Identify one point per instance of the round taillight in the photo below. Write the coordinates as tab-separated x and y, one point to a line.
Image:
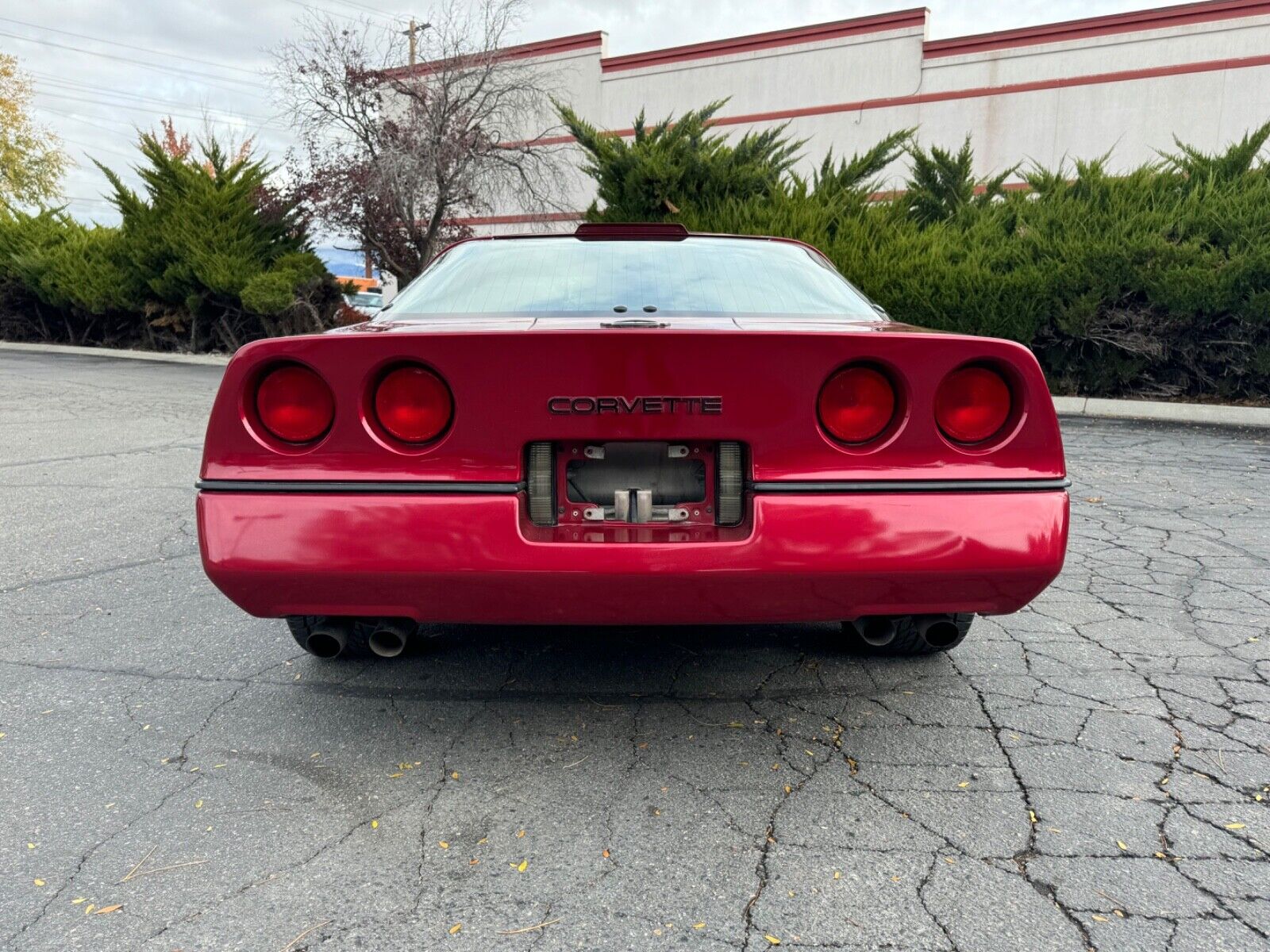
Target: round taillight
295	404
413	404
972	404
856	404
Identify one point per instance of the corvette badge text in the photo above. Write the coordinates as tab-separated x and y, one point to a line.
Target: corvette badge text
635	405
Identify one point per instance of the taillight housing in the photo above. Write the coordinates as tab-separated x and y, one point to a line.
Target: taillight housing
857	404
294	404
973	405
413	404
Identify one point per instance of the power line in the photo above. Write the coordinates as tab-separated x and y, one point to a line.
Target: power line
129	46
137	98
150	109
137	63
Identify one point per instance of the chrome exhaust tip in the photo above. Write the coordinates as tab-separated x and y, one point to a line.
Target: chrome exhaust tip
391	638
939	630
876	630
328	639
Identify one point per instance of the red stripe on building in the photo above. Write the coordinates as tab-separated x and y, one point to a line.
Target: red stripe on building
901	19
973	93
1157	18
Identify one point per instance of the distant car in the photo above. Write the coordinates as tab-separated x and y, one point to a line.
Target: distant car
368	302
632	425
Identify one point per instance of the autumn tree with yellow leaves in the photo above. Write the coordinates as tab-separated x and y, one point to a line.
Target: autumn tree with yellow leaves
31	156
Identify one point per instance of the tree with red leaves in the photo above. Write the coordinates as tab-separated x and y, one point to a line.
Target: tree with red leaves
397	156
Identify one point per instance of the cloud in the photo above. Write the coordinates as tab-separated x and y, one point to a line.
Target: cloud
102	74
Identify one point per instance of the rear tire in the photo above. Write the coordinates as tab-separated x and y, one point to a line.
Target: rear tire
306	630
908	641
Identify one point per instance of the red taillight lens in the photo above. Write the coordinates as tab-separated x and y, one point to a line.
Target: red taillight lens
413	404
972	404
856	404
295	404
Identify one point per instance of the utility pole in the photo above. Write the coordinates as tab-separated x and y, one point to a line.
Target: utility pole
414	29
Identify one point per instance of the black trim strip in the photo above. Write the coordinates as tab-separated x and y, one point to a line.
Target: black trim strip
359	486
912	486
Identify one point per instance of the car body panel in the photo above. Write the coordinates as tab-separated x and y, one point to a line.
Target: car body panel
799	558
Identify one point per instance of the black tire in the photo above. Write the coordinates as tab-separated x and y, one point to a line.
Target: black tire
355	644
908	641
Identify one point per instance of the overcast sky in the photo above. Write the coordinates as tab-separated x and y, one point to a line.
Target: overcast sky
105	69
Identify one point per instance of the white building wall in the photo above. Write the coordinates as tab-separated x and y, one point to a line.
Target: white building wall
1121	84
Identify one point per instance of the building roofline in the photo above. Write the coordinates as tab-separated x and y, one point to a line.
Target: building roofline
521	51
732	46
1134	21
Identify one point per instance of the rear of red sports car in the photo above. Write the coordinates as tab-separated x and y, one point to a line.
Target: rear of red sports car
632	425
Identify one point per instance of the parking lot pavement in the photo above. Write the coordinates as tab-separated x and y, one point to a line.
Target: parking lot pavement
1092	772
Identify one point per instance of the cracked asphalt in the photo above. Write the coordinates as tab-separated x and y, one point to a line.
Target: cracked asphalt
1092	772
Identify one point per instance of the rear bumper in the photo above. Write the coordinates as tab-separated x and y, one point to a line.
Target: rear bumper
459	558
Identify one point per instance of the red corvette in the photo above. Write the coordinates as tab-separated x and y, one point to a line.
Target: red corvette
632	425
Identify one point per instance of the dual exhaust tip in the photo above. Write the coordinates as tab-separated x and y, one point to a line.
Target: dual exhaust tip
332	636
937	631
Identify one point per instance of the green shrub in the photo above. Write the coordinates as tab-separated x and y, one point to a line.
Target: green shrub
1153	282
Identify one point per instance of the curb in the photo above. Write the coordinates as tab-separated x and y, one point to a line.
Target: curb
106	352
1164	412
1092	408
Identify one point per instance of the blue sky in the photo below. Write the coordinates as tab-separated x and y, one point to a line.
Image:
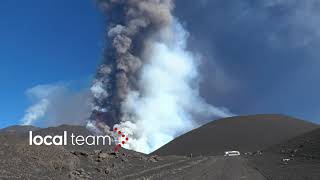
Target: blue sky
258	57
45	42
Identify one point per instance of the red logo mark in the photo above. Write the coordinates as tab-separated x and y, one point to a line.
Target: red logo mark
118	146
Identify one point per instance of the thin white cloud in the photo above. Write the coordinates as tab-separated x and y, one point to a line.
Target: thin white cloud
56	104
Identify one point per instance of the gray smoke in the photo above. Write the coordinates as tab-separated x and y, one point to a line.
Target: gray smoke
132	23
148	83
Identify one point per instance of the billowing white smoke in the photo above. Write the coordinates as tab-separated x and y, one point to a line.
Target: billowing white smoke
56	104
169	100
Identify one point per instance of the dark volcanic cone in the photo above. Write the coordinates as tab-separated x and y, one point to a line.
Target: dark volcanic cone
243	133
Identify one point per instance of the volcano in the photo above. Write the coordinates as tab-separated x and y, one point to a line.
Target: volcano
276	137
242	133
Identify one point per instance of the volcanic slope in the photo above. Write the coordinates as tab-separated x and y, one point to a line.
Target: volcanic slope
297	158
242	133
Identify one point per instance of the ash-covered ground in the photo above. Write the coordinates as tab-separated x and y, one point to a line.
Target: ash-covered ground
19	160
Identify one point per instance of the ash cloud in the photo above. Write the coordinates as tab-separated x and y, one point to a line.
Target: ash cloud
148	83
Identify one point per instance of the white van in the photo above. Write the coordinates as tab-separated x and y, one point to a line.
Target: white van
232	153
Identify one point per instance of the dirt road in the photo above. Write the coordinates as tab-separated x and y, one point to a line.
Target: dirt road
211	167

※

• _How to complete this task_:
Each entry above must come back exactly as written. Drop the images.

• _Finished task_:
Identify one point per instance of the round taillight in the photo below. Write the coordinates as tab-separated x and y, one point to a line.
Image:
Target: round taillight
295	404
413	404
972	404
856	404
Identify one point per instance of the corvette badge text in the photo above. Write the coordinates as tab-separated x and y, one point to a line.
Target: corvette badge text
635	405
Identify one point per instance of the taillight housing in the photo above. Write the coordinates as tab-separated x and y, one point to a line.
Target: taillight housing
857	404
294	404
973	405
413	404
Identify one point per instance of the power line in the photo above. Write the coordinates as tab-separated x and y, one point to a line.
Target: power line
129	46
137	98
150	109
137	63
Identify one point per instance of the chrome exhaust tip in the photo above. Write the coordinates as tab-separated x and y, one point to a line.
Target: chrome exhaust tip
391	638
939	630
876	630
328	639
Identify one point per instance of the red stripe on building in the photo above. Write the coordinates as tab-separated x and y, one point to a line.
Target: red stripe on building
901	19
973	93
1157	18
Identify one point per instance of the distant car in the photo above. Write the coordinates as tab-separated x and y, one point to a line.
Target: distant car
368	302
632	425
Identify one point per instance of the autumn tree with yellow leaves in the photo above. Write the coordinates as tab-separated x and y, one point to a line.
Target: autumn tree with yellow leaves
31	156
Identify one point per instance of the tree with red leaves in the photo above. Write the coordinates as tab-separated x and y, one point to a line.
Target: tree with red leaves
397	156
Identify one point per instance of the cloud in the photo above. Write the coordinates as tab-separated x and y, one point to a line.
Target: cloud
102	74
Identify one point per instance of the rear tire in the photo above. Write the coordinates as tab-separated x and y, one point to a line.
Target: rear tire
306	630
908	641
Identify one point per instance of the red taillight lens in the photo above. Write the coordinates as tab-separated x and y, one point to a line.
Target: red taillight lens
413	404
972	404
856	404
295	404
Identify one point per instance of the utility pole in the photo above. Write the coordinates as tab-separated x and y, one point to a line.
Target: utility pole
414	29
Identify one point per instance of the black trim strip in the photo above. Write the coordinates as tab-separated x and y, one point to a line.
Target: black trim strip
359	486
912	486
Identify one point per instance of the car body panel in the photo above. Write the coordinates as tab-separated x and y, one point to a line.
Target: car body panel
799	558
Identify one point per instance of the black tire in the photo above. Write the coordinates as tab-separated x and y, one point to a line.
Target: black tire
355	644
908	641
Identify one point per instance of the overcast sky in the photo above. Write the coordinates as tab-separated x and y, one point to a line.
Target: overcast sky
105	69
Identify one point per instance of the white building wall in the photo above. Write the coordinates as tab-separated x and y, one point to a line.
Target: white building wall
1121	84
Identify one point per instance of the building roofline in the photo above. Write the coordinates as tab-separated x and y, one point to a line.
Target: building roofline
521	51
732	46
1134	21
Identify one point per instance of the rear of red sports car in the photo above. Write the coordinates as tab-separated x and y, one point to a line.
Target: rear of red sports car
632	425
Identify one point per instance of the parking lot pavement in the photo above. Write the coordinates as tab-separated x and y, one point to a line.
Target: parking lot pavement
1092	772
Identify one point per instance of the cracked asphalt in the photo above. Write the coordinates as tab-separated x and y, one point to a line.
Target: cracked asphalt
1092	772
Identify one point per instance of the rear bumper in the photo above. Write the coordinates as tab-separated x and y, one point to a line.
Target: rear bumper
459	558
Identify one point per instance of the red corvette in the photo above. Write the coordinates as tab-separated x and y, one point to a line.
Target: red corvette
632	425
Identify one point per instance of the dual exhaust tip in the photo above. Write the coordinates as tab-separated x and y, one point to a line.
Target: dual exhaust tip
332	636
937	631
Identify one point per instance of the green shrub in the photo above. Write the coordinates as tab-separated x and y, one point to a line.
Target: green shrub
1153	282
Identify one point per instance of the curb in the photo above. Write the coordinates as tab-separated x and y, one point to a line.
Target: curb
106	352
1164	412
1092	408
Identify one point per instance of the blue sky in the photo below. Write the coordinates as tab-separated x and y, one point to a line.
Image:
Target: blue sky
258	57
45	42
Identify one point per instance of the red logo mark in the photo above. Write the coordinates as tab-separated x and y, one point to a line.
Target: red logo mark
118	146
Identify one point per instance of the thin white cloud in the photo above. Write the coordinates as tab-separated x and y, one point to a line.
Target: thin white cloud
56	104
Identify one point per instance of the gray smoke in the photo above. Write the coordinates as tab-separated x and y, one point to a line.
Target: gray smoke
132	23
148	83
Identify one point per instance of the billowing white smoke in the photo above. Write the coordinates as tab-separated x and y, one point to a line.
Target: billowing white smoke
56	104
169	100
Identify one point per instance of the dark volcanic cone in the photo above. Write the coordinates as tab-separated x and y, one point to a line.
Target: dark volcanic cone
243	133
Identify one point per instance of the volcano in the photo above. Write the coordinates as tab-separated x and y, one point to a line.
Target: volcano
276	137
242	133
Identify one point per instance of the volcanic slope in the photo above. Write the coordinates as tab-separated x and y, one point to a line.
Target: volcanic slope
297	158
242	133
Identify one point per instance of the ash-covered ground in the photo above. Write the coordinates as tab-separated x and y, one point to a line.
Target: ash-covered ground
19	160
Identify one point per instance of the ash cloud in the photo above. Write the coordinates as tab-separated x and y, one point to a line.
Target: ash cloud
148	83
Identify one point per instance of the white van in the photo above. Write the coordinates as tab-separated x and y, one point to a line.
Target: white van
232	153
Identify one point per instance of the dirt road in the photo above. Write the coordinates as tab-separated x and y, one point to a line.
Target: dirt road
211	167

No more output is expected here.